> _Required tasks_:
A - Translate this sentence from the Obamacare decision post into Spanish: "This ruling raises more questions than it answers."
B - In the Obamacare decision post, write out the passage from "Ilya Somin at" up to and including "Coyote . . .", substituting "fine" for "penalty".
C - List, in order, the names signed to the seven numbered comments in the Obamacare decision post.

> _Selected excerpt_:
┄┄┄┄┄┄

Is the Obamacare Decision Internally Consistent?

My column is up at, and has a few quick thoughts on the decision.  A brief excerpt:

Second, though, I am really confused how financial penalties on states can be read as an effective mandate, and therefore un-Constitutional, but financial penalties on individuals do not constitute an effective mandate (if they did, this very ruling says that such a mandate would be illegal).   Using financial penalties to coerce action is either the equivalent of a mandate or it is not, but the decision seems to take two opposite stances on this question.


  1. Stan:

    Yeah I think it's quite a stretch to think a mandate = tax. Perhaps CJ Roberts made a killing off of Intrade.

  2. Hasdrubal:

    I think he looks at the relative weights of the penalty. When talking about Medicaid:

    "The threatened loss of over 10 percent of a State’s overall budget is economic dragooning that leaves the States with no real option but to acquiesce in the Medicaid expansion."

    But when he's talking about the individual mandate:

    "The payment is not so high that there is really no choice but to buy healthinsurance;..."

    So, it's small enough that the decision to participate or pay the penalty is reasonable, it's a Constitutional tax. (10% shows up in the medicaid ruling and also in the mandate argument, where he quotes a case where a tax of 10% of revenue for using any child labor was found unconstitutional. I think. Been reading this while trying to do work.)

  3. stan:

    So now Roberts wants to be the arbiter of tax reasonableness?

  4. John:

    If it's a tax, is it tax on my free choice?

    This ruling raises more questions than it answers.

  5. Methinks:

    Ilya Somin at Volokh Conspiracy argues that it's not a tax. But not all taxes are constitutional either. So, saying it's a tax does not make it a constitutional tax. It's a penalty.

  6. Fred:

    FYI Coyote . . .

    "(irregardless of whether the President and Congress denied that it was a tax)."

    Irrespective or regardless, no such word as irregardless.

  7. caseyboy:

    Apples and oranges here. The individual mandate penalty turned tax applies to individuals who do fall within the Federal tax authority. Although in this instance it is a stretch to claim that previous taxing authority covered this type of application. Justice Roberts created a new category of taxing authority, in-activity taxing.

┄┄┄┄┄┄

> _Stored data_:
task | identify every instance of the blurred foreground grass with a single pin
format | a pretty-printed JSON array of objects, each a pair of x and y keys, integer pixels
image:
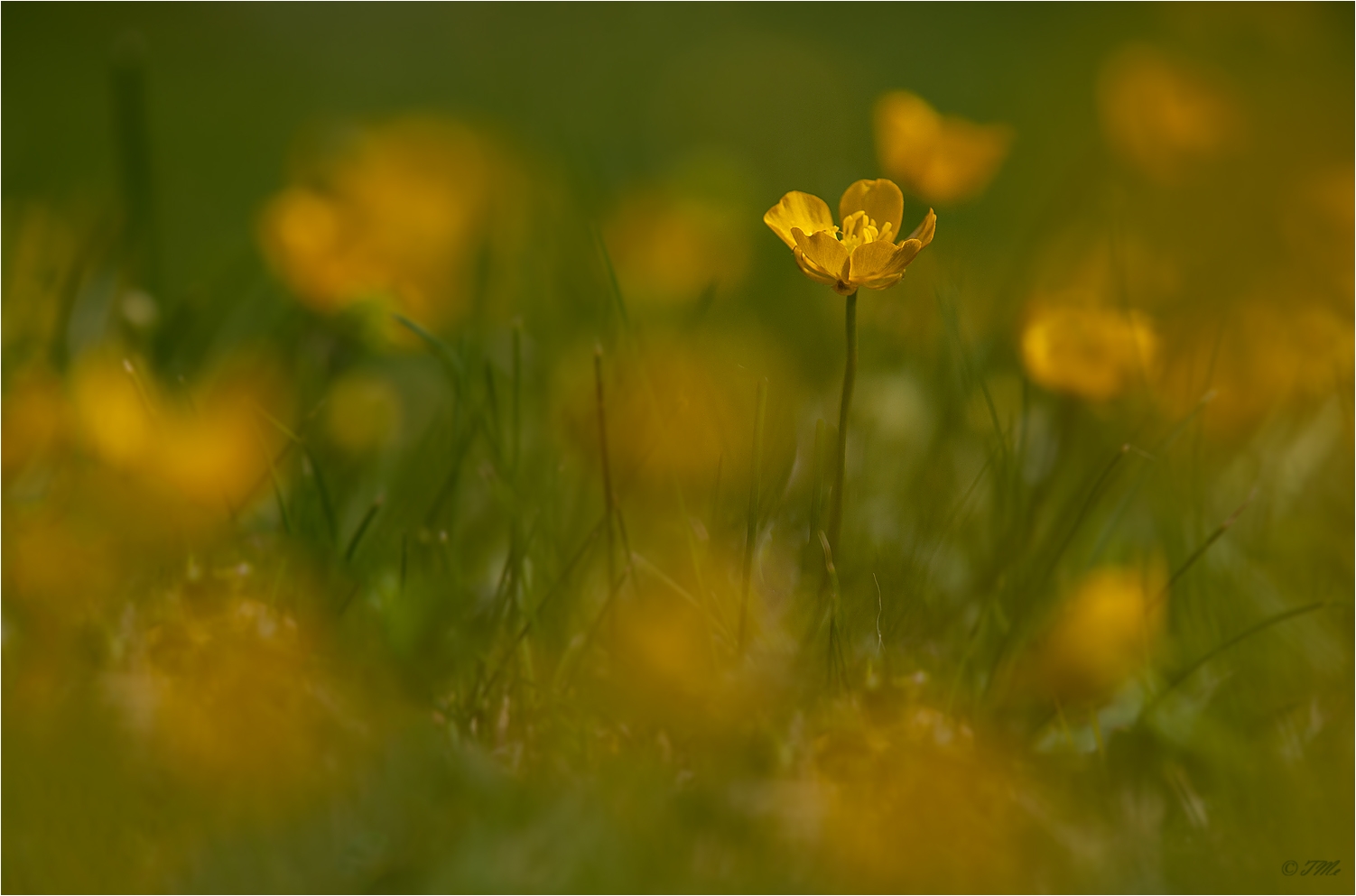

┄┄┄┄┄┄

> _Results_:
A - Este fallo plantea más preguntas de las que responde.

B -
Ilya Somin at Volokh Conspiracy argues that it's not a tax. But not all taxes are constitutional either. So, saying it's a tax does not make it a constitutional tax. It's a fine.

  6. Fred:

    FYI Coyote . . .

C - Stan, Hasdrubal, stan, John, Methinks, Fred, caseyboy